(PASSAGE begins)
In 1970 Miyakawa produced a 70 page preliminary report on Issei on the East Coast and Japan/US trade in the late 19th century, entitled, “Early New York Issei Founders of Japanese-American Trade.” Meanwhile he teamed up with historian Hilary Conroy of University of Pennsylvania to co-edit a pioneering anthology, East Across the Pacific: Historical and Sociological Studies of Japanese Immigration and Assimilation, which was published in 1972. Miyakawa included in the volume a scaled-down version of his manuscript on early New York Issei traders. He identified the rise of these traders, which he associated with Japanese values. Parallel to the Protestant ethic (most famously described by Max Weber) that drove Western capitalists, he suggested, these values promoted expansion of Japan’s commerce on an international level. His work was later carried on by his assistant Yasuo Sakata.

In 1972, at age 65, Miyakawa retired from Boston University, and started work as a visiting professor of Sociology at the fledgling satellite campus University of Massachusetts-Boston. After three years as a temporary professor, in 1975 he was named a full-time professor, and appointed chair of the department. During his time at U Mass-Boston, he helped found an Asian Studies program.

In 1976, Miyakawa left U Mass and was named emeritus professor at Boston University. Sometime after, he grew ill. He was guarded about his condition (variously identified as cancer or leukemia) and his passing in August 1981 came as a surprise to many friends and colleagues. Following Miyakawa’s death, his papers were donated to the Young Research Library at UCLA. The Department of Sociology at the University of Massachusetts, Boston created in his honor a T. Scott Miyakawa Memorial Prize in Sociology for graduating majors.
(PASSAGE ends)
(INFORMATION GIVEN begins)
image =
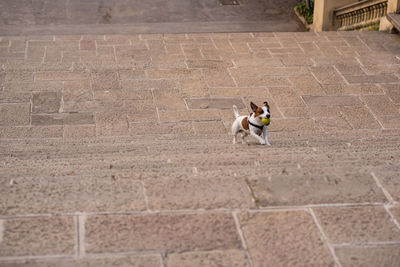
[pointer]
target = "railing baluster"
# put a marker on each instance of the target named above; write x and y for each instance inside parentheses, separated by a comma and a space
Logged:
(361, 14)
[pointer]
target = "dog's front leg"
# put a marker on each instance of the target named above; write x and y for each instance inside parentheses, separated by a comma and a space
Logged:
(265, 133)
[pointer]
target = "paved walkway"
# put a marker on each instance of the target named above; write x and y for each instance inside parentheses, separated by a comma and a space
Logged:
(115, 150)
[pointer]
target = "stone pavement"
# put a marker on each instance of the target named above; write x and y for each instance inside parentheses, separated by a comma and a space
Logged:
(115, 150)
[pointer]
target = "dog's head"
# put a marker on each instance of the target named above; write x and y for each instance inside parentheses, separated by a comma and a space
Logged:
(261, 112)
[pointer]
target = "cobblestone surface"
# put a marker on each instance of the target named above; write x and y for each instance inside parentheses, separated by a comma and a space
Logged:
(115, 150)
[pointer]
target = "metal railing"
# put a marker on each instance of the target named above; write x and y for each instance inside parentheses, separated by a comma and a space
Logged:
(360, 15)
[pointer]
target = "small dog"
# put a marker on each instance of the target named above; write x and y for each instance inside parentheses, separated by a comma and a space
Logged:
(252, 124)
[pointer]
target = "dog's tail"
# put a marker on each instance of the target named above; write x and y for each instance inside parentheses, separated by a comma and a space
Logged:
(235, 111)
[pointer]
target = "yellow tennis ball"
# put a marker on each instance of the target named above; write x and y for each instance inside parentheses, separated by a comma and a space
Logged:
(265, 121)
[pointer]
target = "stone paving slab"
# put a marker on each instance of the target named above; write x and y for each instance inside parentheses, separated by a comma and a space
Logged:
(116, 150)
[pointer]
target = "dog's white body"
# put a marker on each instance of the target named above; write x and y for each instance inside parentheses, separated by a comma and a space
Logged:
(240, 124)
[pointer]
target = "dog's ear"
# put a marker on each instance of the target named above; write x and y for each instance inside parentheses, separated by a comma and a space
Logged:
(253, 106)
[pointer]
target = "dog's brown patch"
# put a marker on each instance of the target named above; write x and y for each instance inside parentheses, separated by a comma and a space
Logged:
(258, 112)
(245, 124)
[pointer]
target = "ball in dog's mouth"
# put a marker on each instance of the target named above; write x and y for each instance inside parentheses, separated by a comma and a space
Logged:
(265, 121)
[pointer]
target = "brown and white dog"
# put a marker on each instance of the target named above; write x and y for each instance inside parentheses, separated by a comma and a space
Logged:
(252, 124)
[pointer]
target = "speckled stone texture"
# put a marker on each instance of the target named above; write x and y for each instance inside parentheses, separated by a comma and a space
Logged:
(116, 150)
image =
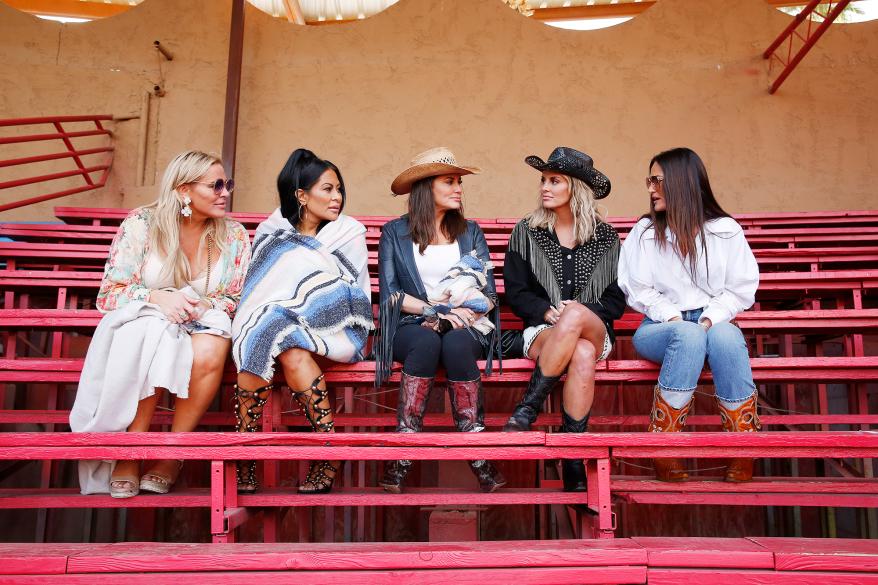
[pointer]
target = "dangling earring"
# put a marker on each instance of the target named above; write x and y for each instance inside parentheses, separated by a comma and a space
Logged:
(186, 211)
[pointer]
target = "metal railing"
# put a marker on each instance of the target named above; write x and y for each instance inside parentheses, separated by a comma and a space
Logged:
(66, 137)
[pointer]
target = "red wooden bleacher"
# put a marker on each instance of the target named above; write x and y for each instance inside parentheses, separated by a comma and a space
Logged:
(818, 273)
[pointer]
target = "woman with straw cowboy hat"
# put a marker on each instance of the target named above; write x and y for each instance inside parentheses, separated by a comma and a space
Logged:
(560, 274)
(418, 254)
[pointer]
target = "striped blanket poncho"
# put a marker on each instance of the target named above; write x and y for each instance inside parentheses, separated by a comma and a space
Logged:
(303, 292)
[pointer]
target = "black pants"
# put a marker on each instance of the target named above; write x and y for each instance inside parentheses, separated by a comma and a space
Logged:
(421, 349)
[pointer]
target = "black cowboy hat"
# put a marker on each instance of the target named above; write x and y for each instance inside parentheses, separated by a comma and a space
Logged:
(569, 161)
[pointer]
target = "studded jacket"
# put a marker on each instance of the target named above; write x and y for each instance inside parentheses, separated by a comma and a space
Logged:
(536, 261)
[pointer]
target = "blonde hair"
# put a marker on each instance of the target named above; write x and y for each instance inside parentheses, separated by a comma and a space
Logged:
(164, 228)
(583, 206)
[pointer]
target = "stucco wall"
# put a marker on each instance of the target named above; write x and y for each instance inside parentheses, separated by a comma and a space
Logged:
(474, 76)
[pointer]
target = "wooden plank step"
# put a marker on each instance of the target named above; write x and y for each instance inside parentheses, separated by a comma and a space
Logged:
(517, 575)
(733, 553)
(819, 554)
(150, 557)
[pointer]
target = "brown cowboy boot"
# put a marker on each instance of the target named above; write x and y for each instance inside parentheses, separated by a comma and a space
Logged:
(413, 395)
(469, 417)
(743, 419)
(666, 419)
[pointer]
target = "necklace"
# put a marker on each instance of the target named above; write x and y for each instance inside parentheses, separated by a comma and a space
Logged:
(209, 260)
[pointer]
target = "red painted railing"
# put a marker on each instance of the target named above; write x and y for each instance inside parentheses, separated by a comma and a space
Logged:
(66, 138)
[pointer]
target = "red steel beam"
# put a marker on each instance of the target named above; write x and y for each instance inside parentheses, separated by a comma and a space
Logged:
(810, 39)
(46, 157)
(56, 136)
(51, 177)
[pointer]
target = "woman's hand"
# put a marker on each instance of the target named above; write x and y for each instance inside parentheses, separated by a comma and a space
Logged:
(176, 306)
(551, 315)
(461, 317)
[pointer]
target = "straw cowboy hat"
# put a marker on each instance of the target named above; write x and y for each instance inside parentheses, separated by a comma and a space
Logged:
(569, 161)
(431, 163)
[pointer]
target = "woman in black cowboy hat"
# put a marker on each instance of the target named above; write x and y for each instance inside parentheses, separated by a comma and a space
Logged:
(560, 274)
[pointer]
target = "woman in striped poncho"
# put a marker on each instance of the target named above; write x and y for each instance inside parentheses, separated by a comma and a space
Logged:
(306, 300)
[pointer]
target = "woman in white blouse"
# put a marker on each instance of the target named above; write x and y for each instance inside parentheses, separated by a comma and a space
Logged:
(687, 267)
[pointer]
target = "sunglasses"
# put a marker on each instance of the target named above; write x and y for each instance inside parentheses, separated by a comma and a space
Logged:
(219, 185)
(654, 181)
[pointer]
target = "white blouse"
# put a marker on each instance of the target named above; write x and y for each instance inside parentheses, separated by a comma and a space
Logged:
(435, 263)
(657, 283)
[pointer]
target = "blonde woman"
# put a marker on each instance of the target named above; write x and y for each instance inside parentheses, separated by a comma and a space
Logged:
(560, 275)
(170, 287)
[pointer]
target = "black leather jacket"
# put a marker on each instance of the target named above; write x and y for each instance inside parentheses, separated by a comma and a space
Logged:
(398, 273)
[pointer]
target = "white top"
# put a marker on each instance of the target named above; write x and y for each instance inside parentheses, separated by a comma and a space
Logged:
(656, 282)
(152, 276)
(435, 263)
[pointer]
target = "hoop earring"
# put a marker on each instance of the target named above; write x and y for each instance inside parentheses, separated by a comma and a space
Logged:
(186, 211)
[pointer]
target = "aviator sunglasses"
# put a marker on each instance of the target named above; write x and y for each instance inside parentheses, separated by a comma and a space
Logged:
(219, 185)
(654, 181)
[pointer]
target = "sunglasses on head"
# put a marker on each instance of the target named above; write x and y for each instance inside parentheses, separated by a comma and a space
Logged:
(654, 181)
(219, 185)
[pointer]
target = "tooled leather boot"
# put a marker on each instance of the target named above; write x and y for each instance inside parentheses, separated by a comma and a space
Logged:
(573, 470)
(413, 395)
(743, 419)
(666, 419)
(467, 400)
(525, 413)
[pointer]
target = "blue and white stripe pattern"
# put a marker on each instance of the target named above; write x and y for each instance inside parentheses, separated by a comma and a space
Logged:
(298, 294)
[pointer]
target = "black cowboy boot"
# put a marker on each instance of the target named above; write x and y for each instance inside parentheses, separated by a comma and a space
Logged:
(467, 399)
(573, 470)
(413, 394)
(525, 414)
(248, 410)
(321, 474)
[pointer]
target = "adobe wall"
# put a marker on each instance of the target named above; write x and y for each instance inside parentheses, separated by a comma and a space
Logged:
(477, 77)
(INFORMATION GIVEN ends)
Return the words of the Miyakawa passage from "In 1972, at" to "Asian Studies program.", unchanged. The rows were taken from a different source than the passage.

In 1972, at age 65, Miyakawa retired from Boston University, and started work as a visiting professor of Sociology at the fledgling satellite campus University of Massachusetts-Boston. After three years as a temporary professor, in 1975 he was named a full-time professor, and appointed chair of the department. During his time at U Mass-Boston, he helped found an Asian Studies program.